**** GIVEN PASSAGE ****

Re: [PATCH] mod_negotiation, suffix order

William A. Rowe, Jr. Wed, 03 Oct 2001 07:10:47 -0700


Bringing us back from random stream of conciousness... here's the thread
to date (goes back to April, so I suppose a full repost is in order.)


My fresh commentary is inline with Ken's comments below.

----- Original Message ----- 
From: "Francis Daly" <[EMAIL PROTECTED]>
To: <[EMAIL PROTECTED]>
Sent: Monday, April 30, 2001 1:09 PM
Subject: [PATCH] mod_negotiation, suffix order


> Hi there,
> 
> this is essentially a repost of some mails earlier this month with the
> same patch and a similar Subject:.
> 
> Appended to this mail is a patch to remove the requirements on the
> order of suffixes when using MultiViews / mod_negotiation.  It does
> have the down side of increasing the number of valid URLs for the same
> content, but to a limited extent that is implicit in mod_negotiation
> anyway.
> 
> The patch is relative to the version of mod_negotiation.c distributed
> with apache-2.0.16.  There is a newer version in CVS, but the patch
> should still apply cleanly.

**** INFORMATION PROVIDED ****

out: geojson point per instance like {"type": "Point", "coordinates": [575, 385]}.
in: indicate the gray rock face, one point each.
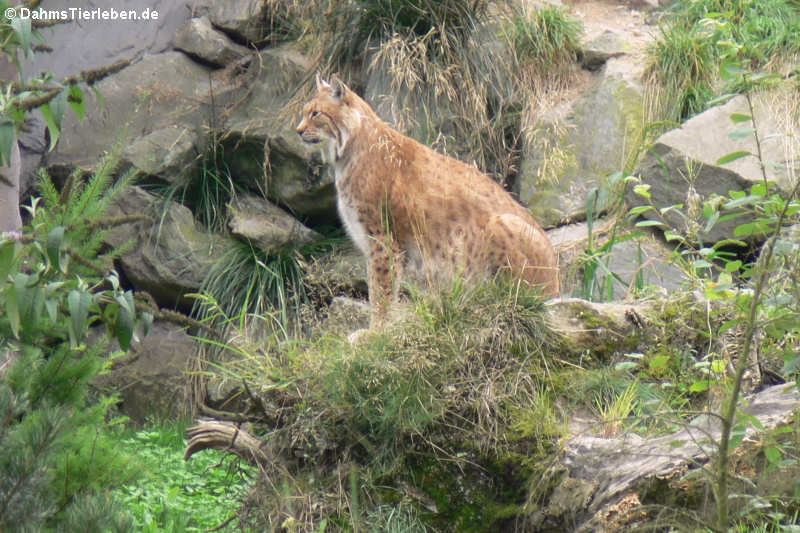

****

* WRITTEN TASKS
[A] Render this sentence from the mod_negotiation thread in Spanish: "The patch is relative to the version of mod_negotiation.c distributed with apache-2.0.16."
[B] Using the mod_negotiation thread, answer each question briefly.
(i) On what date was the original message from Francis Daly sent?
(ii) What requirements does the patch remove?
(iii) What down side of the patch does the message name?
[C] Proceed with the mod_negotiation thread, picking up after its final sentence.

* ANSWERS GIVEN
[A] El parche es relativo a la versión de mod_negotiation.c distribuida con apache-2.0.16.

[B]
(i) Monday, April 30, 2001.
(ii) The requirements on the order of suffixes when using MultiViews / mod_negotiation.
(iii) It increases the number of valid URLs for the same content.

[C]
> 
> But first, some notes:
> 
> The current method takes the "file" part of r->filename (either the
> bit after the final / in the URI, or the value of DirectoryIndex).
> First, if the exact filename matches, mod_negotiation declines to
> handle it.  Second, for each file in the directory, it tries to match
> /^file\./.
> 
> This patched method does an extra strchr(), and uses a few extra
> int's and char *'s; and then for the requested file "file" does the
> same thing.
> 
> However, if the r->filename is actually "file.s1.s2.sZ" (with dots),
> the current way looks for /^file\.s1\.s2\.sZ\./; the patched way looks
> for each of /^file\./, /\.s1/, /\.s2/, /\.sZ/.  It bails out at the
> first failure.
> 
> Extra pointer and string manipulation is needed to do this, per dot in
> the requested file name, per file in the directory.
> 
> Some consequences of this implementation are:
> 
> Current method: file "name.html.en" is only accessible through
> (partial) URIs "name", "name.html", or "name.html.en"
> 
> Patched method: The same three work, as do "name.en" and
> "name.en.html".  That is good.  However: so do "name.htm",
> "name.htm.en", and "name.en.htm".  That may be considered good.  More
> however: so do "name.h", "name.h.h", "name...h.e.e..e.h.h.", and an
> infinite number of similar variations.  That may not be considered
> good.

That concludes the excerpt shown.